**TEXTAUSZUG**:
⁂
Wie nicht anders zu erwarten, hatten die Franzosen das Wochenende professionell geplant. Es gab feste Trainings- und Mahlzeiten bis hin zu einem definierten Plan, wie mit den Kindern des ortsansässigen Vereins aufgelaufen werden sollte und wann
die Nationalhymnen gespielt werden. So konnte sich jedes Team auf sich und sein Spiel konzentrieren. Für
Deutschland bedeutete dies in erster Linie Erfahrungen zu sammeln. Zudem galt es auszuprobieren, welche Spieler
am besten harmonieren. Am Samstag war das Spiel der deutschen Mannschaft, wie bereits im Spielberichtsartikel
erwähnt, noch eher zerfahren und von einigen Fouls und in der
Folge Achtmetern geprägt. Aber man hielt gut dagegen und die unglückliche 1:0-Niederlage durch einen
verwandelten Strafstoß kann durchaus als Erfolg gewertet werden. Beim geselligen Beisammensein nach dem
Match berichtete ein französischer Spieler, dass sein Trainer nach Spielende „sehr laut“ wurde. Viel mehr hatte er von seiner Mannschaft erwartet und er forderte eine entsprechende Reaktion am
nächsten Tag.
⁂
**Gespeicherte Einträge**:

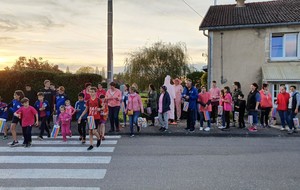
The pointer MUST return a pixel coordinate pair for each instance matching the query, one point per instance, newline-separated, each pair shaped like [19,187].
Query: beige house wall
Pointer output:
[244,52]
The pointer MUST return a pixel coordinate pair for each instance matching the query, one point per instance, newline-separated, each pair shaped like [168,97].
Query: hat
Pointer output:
[177,80]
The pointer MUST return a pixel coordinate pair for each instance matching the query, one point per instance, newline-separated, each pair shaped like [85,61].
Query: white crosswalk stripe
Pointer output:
[65,154]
⁂
**AUFGABE**: Mit welchem Ergebnis endete laut dem Textauszug das Spiel der deutschen Mannschaft am Samstag? Die Einträge stehen in keinem Zusammenhang mit dem Textauszug.

**LÖSUNG**: Die deutsche Mannschaft verlor 1:0 durch einen verwandelten Strafstoß.